> **Materials provided**
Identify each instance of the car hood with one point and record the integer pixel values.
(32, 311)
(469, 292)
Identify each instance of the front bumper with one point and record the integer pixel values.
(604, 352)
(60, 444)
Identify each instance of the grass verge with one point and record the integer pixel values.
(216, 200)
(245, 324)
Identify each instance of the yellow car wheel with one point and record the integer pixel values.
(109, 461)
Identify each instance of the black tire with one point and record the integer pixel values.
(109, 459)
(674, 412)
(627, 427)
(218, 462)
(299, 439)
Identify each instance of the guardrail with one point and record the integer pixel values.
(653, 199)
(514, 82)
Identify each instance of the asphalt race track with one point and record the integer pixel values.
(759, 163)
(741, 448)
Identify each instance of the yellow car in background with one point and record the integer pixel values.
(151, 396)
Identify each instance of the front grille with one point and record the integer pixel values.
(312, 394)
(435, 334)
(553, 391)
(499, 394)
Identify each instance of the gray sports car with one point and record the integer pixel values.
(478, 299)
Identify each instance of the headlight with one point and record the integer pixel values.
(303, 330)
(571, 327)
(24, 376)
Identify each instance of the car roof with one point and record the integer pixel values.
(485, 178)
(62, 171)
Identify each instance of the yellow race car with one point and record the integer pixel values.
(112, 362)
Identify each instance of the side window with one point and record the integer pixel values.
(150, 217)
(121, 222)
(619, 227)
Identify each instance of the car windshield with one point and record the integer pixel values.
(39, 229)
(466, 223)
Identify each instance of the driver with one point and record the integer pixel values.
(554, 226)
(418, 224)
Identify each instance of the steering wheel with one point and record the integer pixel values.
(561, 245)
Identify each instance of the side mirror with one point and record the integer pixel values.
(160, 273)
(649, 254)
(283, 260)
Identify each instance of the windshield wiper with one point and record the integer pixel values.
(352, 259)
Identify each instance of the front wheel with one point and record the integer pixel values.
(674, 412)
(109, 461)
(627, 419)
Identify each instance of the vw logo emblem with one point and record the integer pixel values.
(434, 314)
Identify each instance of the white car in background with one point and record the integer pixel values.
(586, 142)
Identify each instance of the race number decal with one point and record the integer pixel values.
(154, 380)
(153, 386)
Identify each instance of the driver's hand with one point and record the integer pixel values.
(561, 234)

> **Problem**
What is wanted is an exact copy of the data.

> **Result**
Identify each instance of the car hood with one point and record the integer pixel values.
(32, 311)
(469, 292)
Identify each instance of the front bumper with one point and record the integer pixel values.
(604, 352)
(60, 444)
Identify each instance of the grass verge with one point and record the integer pixel values.
(216, 200)
(245, 324)
Identify each instance of the yellow car wheel with one point and record the integer pixel values.
(109, 461)
Identify each instance of the black tire with one point and record the integer pixel values.
(109, 459)
(674, 412)
(627, 427)
(218, 462)
(299, 439)
Identify each instance of the guardrail with one point and record the integer pixel values.
(653, 199)
(514, 82)
Identify each instance of the asphalt race track with one point and record the integer pixel values.
(759, 163)
(741, 448)
Identify each instance of the yellow car in background with one point and record the integer pixel values.
(151, 396)
Identify each instance of the front grille with one point and record the integer pixel values.
(312, 394)
(435, 334)
(553, 391)
(499, 394)
Identify each instance of the gray sports car with one point and record the integer pixel values.
(478, 299)
Identify each instance of the headlight with one point and record the integer pixel values.
(303, 330)
(571, 327)
(24, 376)
Identify each instance of the car roof with one point and record the integer pixel values.
(485, 178)
(62, 171)
Identify each instance of the yellow race car with one point and record the integer pixel values.
(112, 362)
Identify each instance of the side window with one point and record the integer pixel values.
(150, 217)
(121, 222)
(619, 227)
Identify each instance of the car windshield with one point and record the integer pixel values.
(39, 229)
(466, 223)
Identify each instance of the driver with one point and record the integer pixel values.
(554, 226)
(418, 224)
Identify each instance of the steering wheel with one point and record the integer pixel values.
(561, 245)
Identify each instance of the side mirror with one point and record the integer pixel values.
(160, 273)
(649, 254)
(283, 260)
Identify each instance of the windshield wiper with one point and record the integer pixel values.
(352, 259)
Identify each instance of the front wheel with one point and record the integer pixel values.
(674, 412)
(109, 461)
(627, 419)
Identify each instance of the vw logo emblem with one point and record the integer pixel values.
(434, 314)
Identify each instance of the white car in background with one point and record the integer pixel values.
(586, 142)
Identify each instance of the race number decal with one point and record the integer pixel values.
(154, 380)
(153, 386)
Identify each instance of the driver's hand with one point and record the integer pixel values.
(561, 234)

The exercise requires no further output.